Votre tâche
Transcrivez sans rien changer tout ce qui va de « par Ranabir Samaddar, politologue » jusqu'à « biopolitique d’en bas. » dans l'annonce de l'atelier ci-dessous.

"Crise, conjoncture et biopolitique d'en bas"
par Ranabir Samaddar, politologue

Dans le cadre de son séjour à Marseille (chaire EHESS/Iméra - Etudes transrégionales // programme de recherches "utopies nécessaires"), Radamir Samaddar - directeur du Calcutta Research Group et titulaire de la chaire EHESS/Iméra en études transrégionales (2022-23) - propose 2 demies journées d'atelier les 19 et 20 juin 2023 sur la crise, la conjoncture et la biopolitique d’en bas.

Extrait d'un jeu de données
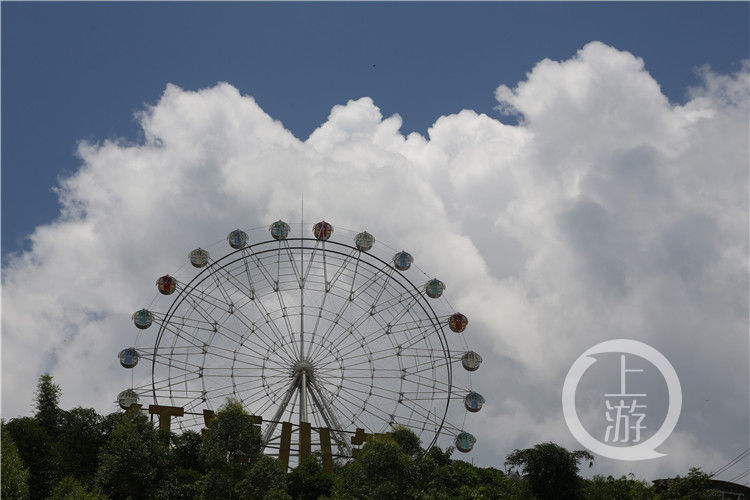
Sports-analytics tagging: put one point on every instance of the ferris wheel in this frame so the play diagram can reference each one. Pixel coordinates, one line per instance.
(307, 329)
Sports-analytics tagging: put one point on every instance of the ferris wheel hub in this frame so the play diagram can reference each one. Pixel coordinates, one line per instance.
(303, 366)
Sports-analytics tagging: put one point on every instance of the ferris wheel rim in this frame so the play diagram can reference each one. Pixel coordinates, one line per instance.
(298, 244)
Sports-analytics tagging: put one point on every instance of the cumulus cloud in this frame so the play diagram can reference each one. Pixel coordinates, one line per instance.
(606, 212)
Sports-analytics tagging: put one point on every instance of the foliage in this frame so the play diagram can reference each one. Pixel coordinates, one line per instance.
(133, 461)
(15, 475)
(550, 469)
(187, 451)
(382, 471)
(48, 412)
(309, 480)
(80, 454)
(624, 488)
(232, 436)
(38, 452)
(407, 440)
(267, 475)
(69, 488)
(79, 438)
(695, 486)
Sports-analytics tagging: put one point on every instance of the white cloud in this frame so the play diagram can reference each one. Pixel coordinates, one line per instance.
(607, 212)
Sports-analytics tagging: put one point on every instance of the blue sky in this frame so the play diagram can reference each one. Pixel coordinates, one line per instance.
(607, 200)
(73, 71)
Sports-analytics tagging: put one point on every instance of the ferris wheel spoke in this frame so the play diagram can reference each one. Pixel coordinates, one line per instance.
(253, 327)
(312, 258)
(281, 409)
(285, 315)
(410, 405)
(297, 274)
(369, 409)
(340, 271)
(329, 417)
(261, 308)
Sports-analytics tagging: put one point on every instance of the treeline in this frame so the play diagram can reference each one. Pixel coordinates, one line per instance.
(80, 455)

Résultat attendu
par Ranabir Samaddar, politologue

Dans le cadre de son séjour à Marseille (chaire EHESS/Iméra - Etudes transrégionales // programme de recherches "utopies nécessaires"), Radamir Samaddar - directeur du Calcutta Research Group et titulaire de la chaire EHESS/Iméra en études transrégionales (2022-23) - propose 2 demies journées d'atelier les 19 et 20 juin 2023 sur la crise, la conjoncture et la biopolitique d’en bas.